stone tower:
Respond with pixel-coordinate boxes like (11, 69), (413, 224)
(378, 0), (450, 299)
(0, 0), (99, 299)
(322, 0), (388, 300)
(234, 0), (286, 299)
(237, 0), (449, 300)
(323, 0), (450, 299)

┄┄┄┄┄┄┄┄┄┄┄┄┄┄┄┄┄┄┄┄

EXERCISE DIRECTIONS:
Copy out the records in full, matching every line character for character.

RESPONSE AREA:
stone tower:
Respond with pixel-coordinate boxes like (11, 69), (413, 224)
(378, 0), (450, 299)
(0, 0), (99, 299)
(322, 0), (388, 300)
(234, 0), (286, 299)
(237, 0), (449, 300)
(323, 0), (450, 299)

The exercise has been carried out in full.